• GIVEN INSTRUCTION 1: List every place name in the essay on being Palestinian American, in the order each first appears.
• GIVEN INSTRUCTION 2: Resume the essay on being Palestinian American, picking up after its final sentence.

• TEXT PROVIDED:

## begin

“Where is Ahmad?” The soldier called my name while we were stopped at the last Israeli checkpoint on the way from Ramallah to Jerusalem. I am a Palestinian American. But once I’m in my ancestral homeland, I’m not an American in the eyes of Israeli authorities. I am simply Palestinian, denied the basic right to movement and pilgrimage to the Holy Land.
For too long, Palestinians in the diaspora, like myself, became travelers on our soil. We tried to forget the realities of occupation in the West Bank, and that a few hours south in Gaza our brothers and sisters suffered under even more inhumane conditions.
Now, a reawakening has occurred. It has been six months since Oct. 7, and I’m closer to understanding the catastrophe that my people endured in 1948: children, no older than six or seven, sleeping huddled on muddied floors, under tents in which their lives as refugees began. Children who are slowly freezing to death as bombs rain down upon them. Children who have endured more than I ever have. In that continuous grief of watching my people from afar in my home in Michigan, I have rediscovered what it means to be Palestinian, and, like millions of us, reimagined what a Palestinian future looks like.
In the last few months, we have seen a rise in global Palestinian solidarity and resistance, yet the hardships mounted against Palestinians only seems to grow—during Ramadan and Easter, Palestinian Muslims and Christians could not practice their faith in peace neither in Gaza nor the West Bank, as the bodies pile up. Yet as I watch Gazans perform Friday prayer amid the rubble of their society, I am reminded of what steadfastness looks like, and that you can destroy one’s home or mosque or church, but never one’s Iman, or “faith.” It is watching the undying faith of my people that has reaffirmed, to me, that there will be a free Palestine in my lifetime.

## end

• STORED ROWS:
## begin

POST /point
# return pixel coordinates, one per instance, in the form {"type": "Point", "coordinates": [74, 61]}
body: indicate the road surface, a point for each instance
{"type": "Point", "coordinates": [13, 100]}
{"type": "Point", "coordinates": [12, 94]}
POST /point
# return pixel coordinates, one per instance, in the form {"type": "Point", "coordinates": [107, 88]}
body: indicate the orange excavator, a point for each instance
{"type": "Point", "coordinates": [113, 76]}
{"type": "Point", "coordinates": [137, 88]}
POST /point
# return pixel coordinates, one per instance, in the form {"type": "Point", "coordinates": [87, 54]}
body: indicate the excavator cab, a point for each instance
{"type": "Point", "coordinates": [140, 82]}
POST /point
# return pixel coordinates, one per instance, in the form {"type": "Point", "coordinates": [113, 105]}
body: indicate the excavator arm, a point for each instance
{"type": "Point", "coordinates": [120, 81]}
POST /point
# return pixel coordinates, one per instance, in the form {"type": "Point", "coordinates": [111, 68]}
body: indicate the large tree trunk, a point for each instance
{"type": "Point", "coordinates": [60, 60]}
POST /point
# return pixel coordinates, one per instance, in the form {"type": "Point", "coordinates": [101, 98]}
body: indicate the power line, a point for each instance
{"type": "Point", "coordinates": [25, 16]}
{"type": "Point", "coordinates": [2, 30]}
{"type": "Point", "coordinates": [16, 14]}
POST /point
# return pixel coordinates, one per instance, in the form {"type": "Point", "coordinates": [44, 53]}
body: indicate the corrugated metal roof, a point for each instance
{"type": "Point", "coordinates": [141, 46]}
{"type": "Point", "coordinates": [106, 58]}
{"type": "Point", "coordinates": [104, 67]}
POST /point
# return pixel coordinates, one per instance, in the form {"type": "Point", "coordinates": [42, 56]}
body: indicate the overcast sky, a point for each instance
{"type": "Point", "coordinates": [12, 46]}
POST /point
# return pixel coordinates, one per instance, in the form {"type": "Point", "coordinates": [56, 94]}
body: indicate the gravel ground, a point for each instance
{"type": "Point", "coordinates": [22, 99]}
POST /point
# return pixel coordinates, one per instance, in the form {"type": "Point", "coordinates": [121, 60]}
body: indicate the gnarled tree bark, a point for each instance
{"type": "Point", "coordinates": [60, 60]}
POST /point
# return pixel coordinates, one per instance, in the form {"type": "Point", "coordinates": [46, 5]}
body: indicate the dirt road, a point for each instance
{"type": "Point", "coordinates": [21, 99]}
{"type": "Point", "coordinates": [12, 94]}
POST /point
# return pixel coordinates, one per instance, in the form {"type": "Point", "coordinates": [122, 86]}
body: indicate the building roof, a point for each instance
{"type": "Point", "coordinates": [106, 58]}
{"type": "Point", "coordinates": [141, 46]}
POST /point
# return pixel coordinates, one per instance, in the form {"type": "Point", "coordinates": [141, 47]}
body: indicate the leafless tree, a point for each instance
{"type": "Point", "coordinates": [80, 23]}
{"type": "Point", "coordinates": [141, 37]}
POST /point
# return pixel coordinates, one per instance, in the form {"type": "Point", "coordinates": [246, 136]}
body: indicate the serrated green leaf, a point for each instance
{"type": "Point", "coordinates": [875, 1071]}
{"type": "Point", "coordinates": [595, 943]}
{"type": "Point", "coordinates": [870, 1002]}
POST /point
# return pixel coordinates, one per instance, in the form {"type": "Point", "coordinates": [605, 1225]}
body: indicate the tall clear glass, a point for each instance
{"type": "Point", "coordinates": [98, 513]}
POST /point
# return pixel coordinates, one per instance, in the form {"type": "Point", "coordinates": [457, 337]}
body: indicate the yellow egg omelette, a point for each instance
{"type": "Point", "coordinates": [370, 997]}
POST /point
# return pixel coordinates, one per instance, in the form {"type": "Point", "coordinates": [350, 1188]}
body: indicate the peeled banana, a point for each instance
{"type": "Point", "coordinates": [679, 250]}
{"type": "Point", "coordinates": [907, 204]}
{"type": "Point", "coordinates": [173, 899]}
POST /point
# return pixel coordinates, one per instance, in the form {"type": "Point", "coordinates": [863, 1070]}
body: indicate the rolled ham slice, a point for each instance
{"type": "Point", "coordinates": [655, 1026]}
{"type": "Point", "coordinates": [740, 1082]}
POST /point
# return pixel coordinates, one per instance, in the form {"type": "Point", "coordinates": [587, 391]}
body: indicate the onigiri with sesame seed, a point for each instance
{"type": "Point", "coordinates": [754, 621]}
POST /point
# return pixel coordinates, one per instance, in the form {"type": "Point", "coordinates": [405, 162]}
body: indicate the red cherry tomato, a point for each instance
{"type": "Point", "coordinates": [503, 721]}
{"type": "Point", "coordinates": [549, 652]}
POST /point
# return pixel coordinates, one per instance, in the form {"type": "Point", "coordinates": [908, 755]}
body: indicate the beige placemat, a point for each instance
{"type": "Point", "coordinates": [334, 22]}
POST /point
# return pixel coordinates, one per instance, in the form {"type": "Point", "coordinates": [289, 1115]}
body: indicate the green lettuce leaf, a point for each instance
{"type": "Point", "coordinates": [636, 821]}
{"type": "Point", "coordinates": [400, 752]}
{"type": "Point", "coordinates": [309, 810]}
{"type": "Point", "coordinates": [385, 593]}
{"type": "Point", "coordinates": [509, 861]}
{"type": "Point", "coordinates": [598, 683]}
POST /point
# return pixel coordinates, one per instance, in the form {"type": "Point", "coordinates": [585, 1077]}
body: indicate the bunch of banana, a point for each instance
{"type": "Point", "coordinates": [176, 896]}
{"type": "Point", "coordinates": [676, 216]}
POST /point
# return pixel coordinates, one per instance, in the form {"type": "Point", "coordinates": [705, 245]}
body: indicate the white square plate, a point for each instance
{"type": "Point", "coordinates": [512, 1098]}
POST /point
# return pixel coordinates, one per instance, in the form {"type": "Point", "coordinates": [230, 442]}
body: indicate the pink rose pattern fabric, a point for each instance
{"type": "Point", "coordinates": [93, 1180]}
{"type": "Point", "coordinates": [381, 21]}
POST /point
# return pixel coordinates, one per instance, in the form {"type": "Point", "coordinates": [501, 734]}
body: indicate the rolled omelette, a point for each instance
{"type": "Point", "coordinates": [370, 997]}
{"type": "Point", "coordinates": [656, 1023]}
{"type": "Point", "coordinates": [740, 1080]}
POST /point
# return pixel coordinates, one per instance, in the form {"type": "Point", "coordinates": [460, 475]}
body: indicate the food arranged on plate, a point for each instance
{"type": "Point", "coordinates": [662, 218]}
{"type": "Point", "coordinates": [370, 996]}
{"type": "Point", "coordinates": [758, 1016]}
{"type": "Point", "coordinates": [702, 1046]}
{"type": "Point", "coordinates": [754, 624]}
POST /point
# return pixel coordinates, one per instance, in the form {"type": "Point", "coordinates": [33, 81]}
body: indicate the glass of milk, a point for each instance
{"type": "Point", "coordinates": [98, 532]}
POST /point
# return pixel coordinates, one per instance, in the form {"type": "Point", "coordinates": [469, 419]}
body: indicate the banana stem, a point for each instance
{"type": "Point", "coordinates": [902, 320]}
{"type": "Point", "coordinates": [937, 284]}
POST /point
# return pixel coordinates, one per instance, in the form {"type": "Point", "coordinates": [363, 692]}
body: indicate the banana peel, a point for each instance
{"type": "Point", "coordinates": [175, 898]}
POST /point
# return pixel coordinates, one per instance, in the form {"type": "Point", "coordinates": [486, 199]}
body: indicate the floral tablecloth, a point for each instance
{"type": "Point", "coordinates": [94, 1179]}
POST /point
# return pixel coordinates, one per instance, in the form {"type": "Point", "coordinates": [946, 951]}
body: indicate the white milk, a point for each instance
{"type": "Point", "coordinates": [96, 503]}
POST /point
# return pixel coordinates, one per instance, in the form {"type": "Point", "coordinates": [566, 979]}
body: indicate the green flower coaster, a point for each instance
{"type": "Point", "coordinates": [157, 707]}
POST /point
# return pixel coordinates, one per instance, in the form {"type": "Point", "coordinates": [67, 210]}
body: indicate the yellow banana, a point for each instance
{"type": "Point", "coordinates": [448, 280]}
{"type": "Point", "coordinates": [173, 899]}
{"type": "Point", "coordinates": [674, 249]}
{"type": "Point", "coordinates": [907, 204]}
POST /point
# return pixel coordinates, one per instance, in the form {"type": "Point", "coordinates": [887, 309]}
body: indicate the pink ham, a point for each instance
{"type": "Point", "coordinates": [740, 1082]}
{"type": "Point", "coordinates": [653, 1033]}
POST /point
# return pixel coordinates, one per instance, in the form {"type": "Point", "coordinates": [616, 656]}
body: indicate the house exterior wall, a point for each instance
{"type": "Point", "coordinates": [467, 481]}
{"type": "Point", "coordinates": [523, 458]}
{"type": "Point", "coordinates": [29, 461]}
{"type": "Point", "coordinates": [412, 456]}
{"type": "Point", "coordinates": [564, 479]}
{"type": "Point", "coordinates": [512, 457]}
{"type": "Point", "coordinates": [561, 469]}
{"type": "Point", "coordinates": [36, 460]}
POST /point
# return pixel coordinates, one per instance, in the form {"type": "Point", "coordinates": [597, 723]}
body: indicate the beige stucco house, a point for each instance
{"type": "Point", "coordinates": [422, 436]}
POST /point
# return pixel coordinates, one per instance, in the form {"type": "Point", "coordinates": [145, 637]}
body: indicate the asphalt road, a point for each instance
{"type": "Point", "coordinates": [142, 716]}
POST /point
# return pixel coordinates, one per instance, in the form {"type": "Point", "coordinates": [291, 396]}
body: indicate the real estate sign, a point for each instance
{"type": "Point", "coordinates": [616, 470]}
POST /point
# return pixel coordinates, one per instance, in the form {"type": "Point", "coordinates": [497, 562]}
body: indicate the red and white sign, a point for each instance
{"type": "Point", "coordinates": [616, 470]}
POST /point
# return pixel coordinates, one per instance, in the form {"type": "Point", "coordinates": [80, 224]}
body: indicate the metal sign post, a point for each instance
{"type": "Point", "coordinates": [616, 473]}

## end

• TASK ANSWER 1: Ramallah, Jerusalem, Holy Land, West Bank, Gaza, Michigan, Palestine

• TASK ANSWER 2:
This realization was solidified in the countless marches, protests, and sit-ins that so many have attended since the beginning of the ongoing onslaught, which has killed at least 33,000. Most notably, I felt a shift in the Palestinian future after the Washington, D.C. protest in November of 2023, the largest in the history of the United States in support of a free Palestine. Protests have not died down since then, from Washington to London, Rome, Sana’a, and Sydney.
What I, as someone born in the occupied Palestinian territories, see is resounding support not only for a ceasefire but Palestinian liberation. A tide is turning and I have never been so sure that there will eventually be a free Palestine.
Like many Palestinians of my generation, we grew up everywhere besides our ancestral lands: physically, spiritually, and emotionally disconnected from where we know we belonged. In the first grade, when asked to point out where I am from on a map, my teacher told me that Palestine does not exist. It was a painful reminder of the continued erasure of my people. But I am here; I am Palestinian.
As a Palestinian who has lived in the diaspora for years, I am increasingly imagining what a free Palestine would look like. Will our people get to return? Will Palestinians get to replant the burned olive trees? Will cities once stolen bear their original Arabic names? The essence of resistance to oppression is this ability to imagine liberation—the will of the occupied always outlives the occupier.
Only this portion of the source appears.